TEXTE PRÉSENTÉ
========

Le moins que l’on puisse dire est que ces recensements sont aujourd’hui complexes, coûteux, et très imparfaits.
D’ailleurs, au terme du recensement pratiqué dans nos communes par des agents recenseurs recrutés par les conseils municipaux, nombre de correctifs sont appliqués « au doigt mouillé » par l’INSEE. Quand on est déçu, on demande à l’INSEE pourquoi le recensement souhaité par le conseil municipal n’est pas accepté : on obtient alors généralement des réponses très administratives, qui tombent comme des couperets, mais aucune explication précise. La proposition de loi qui vous est soumise tend à lever tout litige, toute contestation.
Troisièmement, ce texte n’est nullement attentatoire aux libertés individuelles. Quelle différence pourrait-on faire, en effet, entre une déclaration faite spontanément à la mairie et la remise par les agents recenseurs à la mairie puis à l’INSEE, sous le contrôle de l’État, d’un document lui aussi très inquisiteur ? Les documents de l’INSEE comportent, en effet, des questions très inquisitoriales : la composition de la famille, sa situation et celle des enfants, la nationalité, et j’en passe.
La déclaration faite spontanément à un service d’état civil aura exactement les mêmes incidences. D’ailleurs, à bien regarder le droit européen, aucune sanction n’a jamais été prononcée contre un État par la Cour de justice de l’Union européenne à ce sujet.
La Convention européenne de sauvegarde des droits de l’homme, le texte suprême en matière de protection des libertés sur le continent européen, ne dit absolument rien, non plus, sur ce point, ce qui tend à signifier qu’elle considère la déclaration de domicile comme n’étant pas attentatoire aux libertés. J’observe qu’en Allemagne, en Autriche, en Belgique, au Portugal, au Royaume-Uni et en Suisse, il existe bien une obligation déclarative. Or, que je sache, tous ces pays sont particulièrement protecteurs des libertés individuelles.

========

DONNÉES FOURNIES
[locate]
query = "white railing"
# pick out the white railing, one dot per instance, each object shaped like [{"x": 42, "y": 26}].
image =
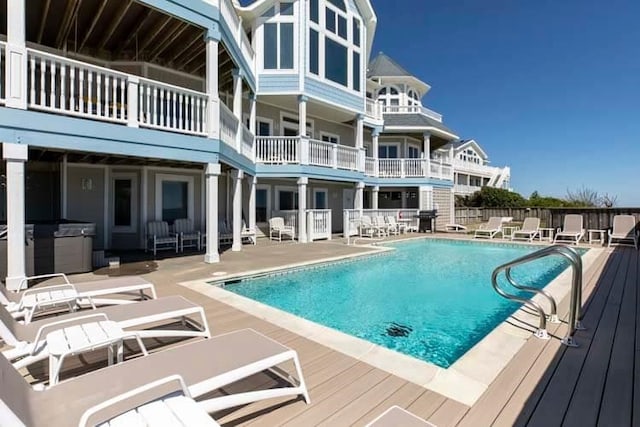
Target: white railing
[
  {"x": 247, "y": 142},
  {"x": 412, "y": 109},
  {"x": 373, "y": 109},
  {"x": 370, "y": 166},
  {"x": 321, "y": 153},
  {"x": 390, "y": 168},
  {"x": 277, "y": 149},
  {"x": 168, "y": 107},
  {"x": 234, "y": 23},
  {"x": 347, "y": 157},
  {"x": 414, "y": 167},
  {"x": 228, "y": 125},
  {"x": 318, "y": 224},
  {"x": 352, "y": 217},
  {"x": 62, "y": 85},
  {"x": 3, "y": 56}
]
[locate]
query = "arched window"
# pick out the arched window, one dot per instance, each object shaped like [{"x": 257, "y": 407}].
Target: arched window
[
  {"x": 389, "y": 95},
  {"x": 339, "y": 4},
  {"x": 413, "y": 98}
]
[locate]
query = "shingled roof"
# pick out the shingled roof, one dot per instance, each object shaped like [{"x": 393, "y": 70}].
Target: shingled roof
[{"x": 383, "y": 66}]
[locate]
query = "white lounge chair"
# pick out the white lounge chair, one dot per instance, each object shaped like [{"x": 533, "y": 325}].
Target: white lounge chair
[
  {"x": 277, "y": 229},
  {"x": 186, "y": 232},
  {"x": 395, "y": 225},
  {"x": 204, "y": 366},
  {"x": 396, "y": 417},
  {"x": 530, "y": 229},
  {"x": 624, "y": 230},
  {"x": 159, "y": 237},
  {"x": 30, "y": 342},
  {"x": 248, "y": 233},
  {"x": 490, "y": 229},
  {"x": 572, "y": 230},
  {"x": 43, "y": 298}
]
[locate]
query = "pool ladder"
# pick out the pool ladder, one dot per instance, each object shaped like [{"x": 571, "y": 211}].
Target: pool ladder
[{"x": 575, "y": 305}]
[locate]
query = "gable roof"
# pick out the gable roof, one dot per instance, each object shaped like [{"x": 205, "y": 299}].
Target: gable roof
[{"x": 383, "y": 66}]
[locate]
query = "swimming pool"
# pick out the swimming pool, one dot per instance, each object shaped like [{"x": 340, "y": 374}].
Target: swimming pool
[{"x": 430, "y": 299}]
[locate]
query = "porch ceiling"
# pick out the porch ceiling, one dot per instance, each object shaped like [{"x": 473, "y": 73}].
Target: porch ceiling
[
  {"x": 114, "y": 30},
  {"x": 42, "y": 155}
]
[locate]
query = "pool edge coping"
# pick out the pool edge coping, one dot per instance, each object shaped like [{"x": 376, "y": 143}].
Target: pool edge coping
[{"x": 464, "y": 381}]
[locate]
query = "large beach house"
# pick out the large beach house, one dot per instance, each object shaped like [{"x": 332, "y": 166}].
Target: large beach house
[{"x": 119, "y": 113}]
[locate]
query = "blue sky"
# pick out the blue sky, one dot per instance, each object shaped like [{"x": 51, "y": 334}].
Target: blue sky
[{"x": 549, "y": 87}]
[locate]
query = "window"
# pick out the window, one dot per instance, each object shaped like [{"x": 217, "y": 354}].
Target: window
[
  {"x": 174, "y": 197},
  {"x": 262, "y": 204},
  {"x": 278, "y": 37},
  {"x": 388, "y": 151},
  {"x": 338, "y": 34},
  {"x": 336, "y": 66},
  {"x": 314, "y": 52},
  {"x": 125, "y": 202},
  {"x": 327, "y": 137},
  {"x": 320, "y": 199}
]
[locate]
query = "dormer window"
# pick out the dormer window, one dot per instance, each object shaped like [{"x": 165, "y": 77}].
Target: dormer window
[
  {"x": 335, "y": 36},
  {"x": 279, "y": 37}
]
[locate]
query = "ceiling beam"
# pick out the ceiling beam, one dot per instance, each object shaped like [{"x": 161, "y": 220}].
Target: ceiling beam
[
  {"x": 67, "y": 20},
  {"x": 94, "y": 22},
  {"x": 114, "y": 25},
  {"x": 153, "y": 34},
  {"x": 140, "y": 23},
  {"x": 178, "y": 56},
  {"x": 43, "y": 21},
  {"x": 170, "y": 38}
]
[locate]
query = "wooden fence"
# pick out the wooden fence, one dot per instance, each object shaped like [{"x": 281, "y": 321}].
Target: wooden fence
[{"x": 594, "y": 218}]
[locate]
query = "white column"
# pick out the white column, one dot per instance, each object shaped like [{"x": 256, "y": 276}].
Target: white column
[
  {"x": 252, "y": 113},
  {"x": 212, "y": 172},
  {"x": 213, "y": 112},
  {"x": 15, "y": 155},
  {"x": 374, "y": 197},
  {"x": 359, "y": 199},
  {"x": 237, "y": 210},
  {"x": 426, "y": 150},
  {"x": 237, "y": 106},
  {"x": 252, "y": 202},
  {"x": 360, "y": 141},
  {"x": 302, "y": 115},
  {"x": 374, "y": 147},
  {"x": 302, "y": 209},
  {"x": 16, "y": 56}
]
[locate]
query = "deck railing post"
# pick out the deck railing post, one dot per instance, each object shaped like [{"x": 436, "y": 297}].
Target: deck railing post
[{"x": 133, "y": 85}]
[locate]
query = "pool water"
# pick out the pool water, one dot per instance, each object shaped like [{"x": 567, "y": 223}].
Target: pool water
[{"x": 430, "y": 299}]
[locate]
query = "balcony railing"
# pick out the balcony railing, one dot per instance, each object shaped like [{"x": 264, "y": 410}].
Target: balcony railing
[
  {"x": 374, "y": 109},
  {"x": 297, "y": 150},
  {"x": 408, "y": 168},
  {"x": 65, "y": 86},
  {"x": 412, "y": 109}
]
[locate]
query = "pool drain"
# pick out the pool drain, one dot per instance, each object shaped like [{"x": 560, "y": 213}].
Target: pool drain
[{"x": 397, "y": 330}]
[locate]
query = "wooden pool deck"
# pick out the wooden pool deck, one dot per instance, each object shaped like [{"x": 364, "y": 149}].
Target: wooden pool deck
[{"x": 546, "y": 384}]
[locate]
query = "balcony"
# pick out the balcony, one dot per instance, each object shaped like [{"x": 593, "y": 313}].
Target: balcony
[
  {"x": 374, "y": 109},
  {"x": 412, "y": 109},
  {"x": 407, "y": 168},
  {"x": 282, "y": 150},
  {"x": 68, "y": 87}
]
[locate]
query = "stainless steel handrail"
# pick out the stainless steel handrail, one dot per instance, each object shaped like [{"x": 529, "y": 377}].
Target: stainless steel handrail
[{"x": 575, "y": 306}]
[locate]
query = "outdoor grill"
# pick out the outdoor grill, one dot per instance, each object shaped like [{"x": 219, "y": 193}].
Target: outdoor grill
[{"x": 427, "y": 220}]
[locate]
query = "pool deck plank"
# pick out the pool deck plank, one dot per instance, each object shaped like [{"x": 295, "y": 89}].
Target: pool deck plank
[{"x": 545, "y": 384}]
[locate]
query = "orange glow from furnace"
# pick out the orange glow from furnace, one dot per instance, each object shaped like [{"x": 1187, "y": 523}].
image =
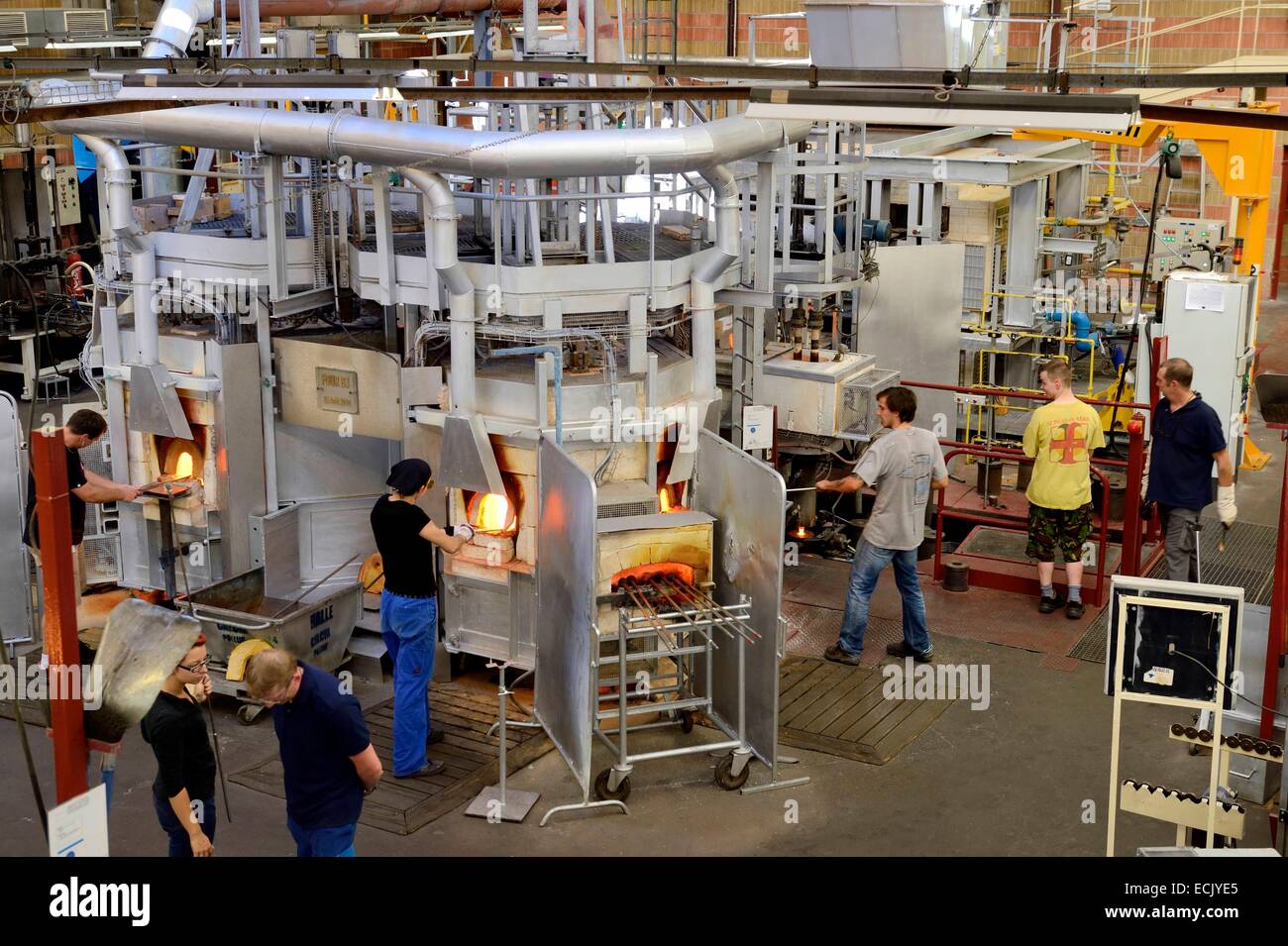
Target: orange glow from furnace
[{"x": 493, "y": 514}]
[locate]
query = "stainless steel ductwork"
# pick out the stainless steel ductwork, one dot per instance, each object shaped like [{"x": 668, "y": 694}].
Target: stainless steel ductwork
[
  {"x": 155, "y": 405},
  {"x": 417, "y": 149},
  {"x": 386, "y": 8},
  {"x": 451, "y": 150}
]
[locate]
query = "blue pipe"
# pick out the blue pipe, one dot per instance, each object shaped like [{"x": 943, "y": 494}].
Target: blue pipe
[
  {"x": 1081, "y": 325},
  {"x": 557, "y": 351}
]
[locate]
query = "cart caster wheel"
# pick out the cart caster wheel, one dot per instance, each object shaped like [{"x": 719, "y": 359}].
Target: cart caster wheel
[
  {"x": 604, "y": 794},
  {"x": 725, "y": 778},
  {"x": 248, "y": 714}
]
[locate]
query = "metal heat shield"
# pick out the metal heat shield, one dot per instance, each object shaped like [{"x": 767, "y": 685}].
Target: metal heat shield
[
  {"x": 566, "y": 605},
  {"x": 468, "y": 460},
  {"x": 748, "y": 501},
  {"x": 155, "y": 405}
]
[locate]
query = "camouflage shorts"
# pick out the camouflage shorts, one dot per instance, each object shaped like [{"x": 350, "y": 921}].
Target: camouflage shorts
[{"x": 1064, "y": 529}]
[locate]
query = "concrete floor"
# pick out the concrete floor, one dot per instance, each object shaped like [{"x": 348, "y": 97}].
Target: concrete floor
[{"x": 1029, "y": 775}]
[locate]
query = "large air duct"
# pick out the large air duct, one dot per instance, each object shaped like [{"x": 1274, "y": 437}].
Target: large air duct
[
  {"x": 386, "y": 8},
  {"x": 451, "y": 150}
]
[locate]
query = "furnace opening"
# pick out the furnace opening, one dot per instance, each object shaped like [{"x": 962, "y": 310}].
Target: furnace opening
[
  {"x": 180, "y": 460},
  {"x": 494, "y": 514}
]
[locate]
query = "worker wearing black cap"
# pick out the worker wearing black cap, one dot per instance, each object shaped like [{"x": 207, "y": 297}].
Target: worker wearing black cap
[{"x": 408, "y": 607}]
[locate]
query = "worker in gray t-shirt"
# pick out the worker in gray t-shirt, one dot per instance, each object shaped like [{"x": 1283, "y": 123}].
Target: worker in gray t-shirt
[{"x": 905, "y": 465}]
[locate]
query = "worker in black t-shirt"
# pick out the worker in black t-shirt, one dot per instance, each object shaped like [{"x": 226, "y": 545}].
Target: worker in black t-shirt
[
  {"x": 183, "y": 791},
  {"x": 408, "y": 607},
  {"x": 82, "y": 429},
  {"x": 1188, "y": 439}
]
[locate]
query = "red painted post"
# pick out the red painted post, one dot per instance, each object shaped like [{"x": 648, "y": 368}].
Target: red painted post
[
  {"x": 1275, "y": 643},
  {"x": 1132, "y": 536},
  {"x": 65, "y": 709}
]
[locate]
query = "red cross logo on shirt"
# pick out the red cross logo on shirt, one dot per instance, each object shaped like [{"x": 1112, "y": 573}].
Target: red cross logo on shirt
[{"x": 1069, "y": 443}]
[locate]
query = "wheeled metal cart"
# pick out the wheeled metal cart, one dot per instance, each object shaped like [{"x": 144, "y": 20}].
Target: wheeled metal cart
[{"x": 683, "y": 624}]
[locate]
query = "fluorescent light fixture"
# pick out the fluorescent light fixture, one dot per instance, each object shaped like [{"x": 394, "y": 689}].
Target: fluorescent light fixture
[
  {"x": 97, "y": 44},
  {"x": 947, "y": 117}
]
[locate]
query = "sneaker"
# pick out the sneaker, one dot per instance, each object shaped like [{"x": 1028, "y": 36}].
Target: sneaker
[
  {"x": 1046, "y": 605},
  {"x": 840, "y": 656},
  {"x": 902, "y": 649},
  {"x": 432, "y": 768}
]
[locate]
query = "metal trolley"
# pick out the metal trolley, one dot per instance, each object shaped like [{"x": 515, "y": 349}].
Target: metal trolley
[{"x": 682, "y": 623}]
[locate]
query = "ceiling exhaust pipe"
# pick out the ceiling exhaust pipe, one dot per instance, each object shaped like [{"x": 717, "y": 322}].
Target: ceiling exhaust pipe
[
  {"x": 468, "y": 459},
  {"x": 155, "y": 405}
]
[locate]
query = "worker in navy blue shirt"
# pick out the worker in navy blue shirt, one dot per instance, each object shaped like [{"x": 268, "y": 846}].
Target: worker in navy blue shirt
[
  {"x": 327, "y": 760},
  {"x": 1186, "y": 437}
]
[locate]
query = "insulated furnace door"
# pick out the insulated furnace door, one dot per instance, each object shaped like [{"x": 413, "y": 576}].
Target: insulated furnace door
[
  {"x": 566, "y": 605},
  {"x": 748, "y": 501}
]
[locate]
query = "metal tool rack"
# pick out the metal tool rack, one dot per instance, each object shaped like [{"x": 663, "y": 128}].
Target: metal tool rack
[{"x": 679, "y": 622}]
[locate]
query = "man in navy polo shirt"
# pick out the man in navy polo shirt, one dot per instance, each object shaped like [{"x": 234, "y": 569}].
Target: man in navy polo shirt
[
  {"x": 1185, "y": 438},
  {"x": 327, "y": 758}
]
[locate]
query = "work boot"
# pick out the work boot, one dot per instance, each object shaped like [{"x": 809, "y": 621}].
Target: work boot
[
  {"x": 1050, "y": 604},
  {"x": 902, "y": 649},
  {"x": 430, "y": 768},
  {"x": 840, "y": 656}
]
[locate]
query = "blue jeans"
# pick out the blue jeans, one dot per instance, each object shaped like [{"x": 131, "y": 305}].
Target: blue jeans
[
  {"x": 323, "y": 842},
  {"x": 868, "y": 562},
  {"x": 179, "y": 843},
  {"x": 410, "y": 626}
]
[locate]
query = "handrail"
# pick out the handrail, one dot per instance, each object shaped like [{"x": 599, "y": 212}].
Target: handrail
[
  {"x": 941, "y": 514},
  {"x": 1018, "y": 392}
]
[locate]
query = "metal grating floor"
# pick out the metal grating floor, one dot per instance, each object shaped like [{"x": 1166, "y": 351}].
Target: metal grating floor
[
  {"x": 1004, "y": 543},
  {"x": 1247, "y": 563}
]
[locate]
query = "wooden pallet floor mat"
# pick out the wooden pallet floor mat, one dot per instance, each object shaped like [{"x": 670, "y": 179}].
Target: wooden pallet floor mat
[
  {"x": 471, "y": 756},
  {"x": 841, "y": 710}
]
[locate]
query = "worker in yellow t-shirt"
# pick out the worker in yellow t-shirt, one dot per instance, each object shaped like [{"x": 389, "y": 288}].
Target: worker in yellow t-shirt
[{"x": 1060, "y": 438}]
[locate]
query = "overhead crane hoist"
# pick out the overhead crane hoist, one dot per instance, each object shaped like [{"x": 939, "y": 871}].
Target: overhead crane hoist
[{"x": 1241, "y": 159}]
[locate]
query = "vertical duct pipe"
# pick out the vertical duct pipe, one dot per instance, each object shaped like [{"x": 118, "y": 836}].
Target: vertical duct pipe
[
  {"x": 442, "y": 220},
  {"x": 702, "y": 291},
  {"x": 143, "y": 267},
  {"x": 175, "y": 22}
]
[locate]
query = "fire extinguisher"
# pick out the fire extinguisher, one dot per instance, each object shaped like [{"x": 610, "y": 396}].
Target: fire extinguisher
[{"x": 75, "y": 275}]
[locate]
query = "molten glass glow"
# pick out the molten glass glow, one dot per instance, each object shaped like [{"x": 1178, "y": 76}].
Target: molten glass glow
[{"x": 493, "y": 514}]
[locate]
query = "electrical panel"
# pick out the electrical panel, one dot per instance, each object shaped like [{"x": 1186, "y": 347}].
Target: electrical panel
[
  {"x": 1180, "y": 241},
  {"x": 67, "y": 196}
]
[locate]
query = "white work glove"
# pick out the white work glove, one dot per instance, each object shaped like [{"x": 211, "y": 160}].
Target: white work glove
[{"x": 1225, "y": 507}]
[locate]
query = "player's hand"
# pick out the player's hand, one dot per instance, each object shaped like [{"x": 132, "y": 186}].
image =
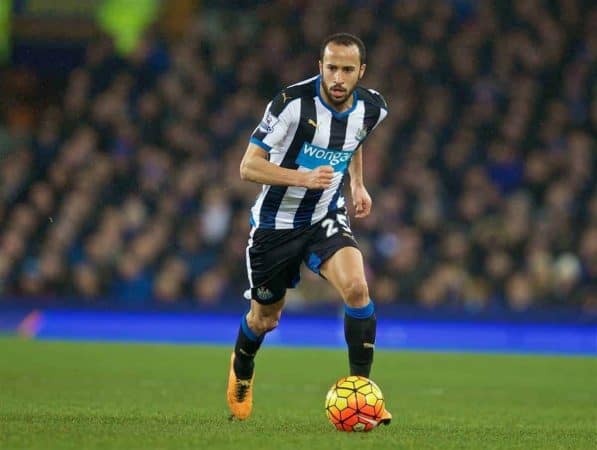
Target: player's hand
[
  {"x": 361, "y": 200},
  {"x": 319, "y": 178}
]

========

EXERCICES À FAIRE
• a. D'après le texte sur le recensement, dans quels pays existe-t-il une obligation déclarative ?
• b. Résumez le texte sur le recensement en deux phrases.
• c. Reprenez le texte sur le recensement après sa dernière phrase et écrivez-en la suite.

RÉPONSES ATTENDUES
• a. En Allemagne, en Autriche, en Belgique, au Portugal, au Royaume-Uni et en Suisse.

• b. Les recensements actuels sont complexes, coûteux et très imparfaits, et l'INSEE applique des correctifs aux chiffres des communes sans explication précise, ce que la proposition de loi veut éviter en levant toute contestation. Cette proposition n'est pas présentée comme attentatoire aux libertés individuelles, puisque les documents de l'INSEE sont déjà très inquisiteurs, que le droit européen n'a jamais sanctionné la déclaration de domicile et que plusieurs pays protecteurs des libertés imposent une obligation déclarative.

• c.
D’ailleurs, on trouve cette obligation de déclaration de domicile dans un décret du 22 décembre 1789, qui sera repris dans la Constitution de 1791. Or, il est inutile de vous rappeler, monsieur le secrétaire d’État, qu’il s’agit là de textes fondateurs de l’organisation française, qui se voulaient extrêmement protecteurs des libertés individuelles, en réaction à l’Ancien Régime. Ils ont, par la suite, été repris dans toute une série de textes constitutionnels.
Quatrièmement, je tenais à le rappeler, ce texte aura le mérite important de mettre un terme à la prime aux tricheurs, c’est-à-dire ceux qui refusent le recensement, ceux qui font de fausses déclarations, ceux qui obligent l’INSEE à ces rectifications « au doigt mouillé ». Il sera également extrêmement utile à la tenue de la liste électorale, pour éviter ces migrations d’électeurs à l’approche des élections, qui peuvent parfois rendre certains scrutins particulièrement suspects. Il répondra ainsi au vieil adage, selon lequel la liberté du tricheur détruit la liberté des honnêtes gens.
Enfin, permettant la pratique d’un recensement en temps réel, il permettra aux communes d’anticiper leurs investissements, notamment en matière scolaire. Cela a été rappelé tout à l’heure : 11 % de la population déménage tous les ans. Ainsi, la tenue du recensement peut s’avérer particulièrement compliquée.
La fraude en la matière peut donc avoir des conséquences importantes. Ce sera mon seul propos un peu « localiste ». Dans la région genevoise, qui compte aujourd’hui environ 450 000 habitants, aux portes d’une république et canton de Genève qui en comporte elle aussi environ 450 000, un grand nombre d’habitants se déclarent résidents à titre secondaire, alors qu’ils le sont en réalité à titre principal. Leurs enfants sont scolarisés en France, ils utilisent les infrastructures sportives et culturelles françaises ; mais pour des raisons, que l’on comprend bien, de compétitivité fiscale ou sociale, ils préfèrent résider en France plutôt qu’en Suisse et se déclarer résidents à titre secondaire.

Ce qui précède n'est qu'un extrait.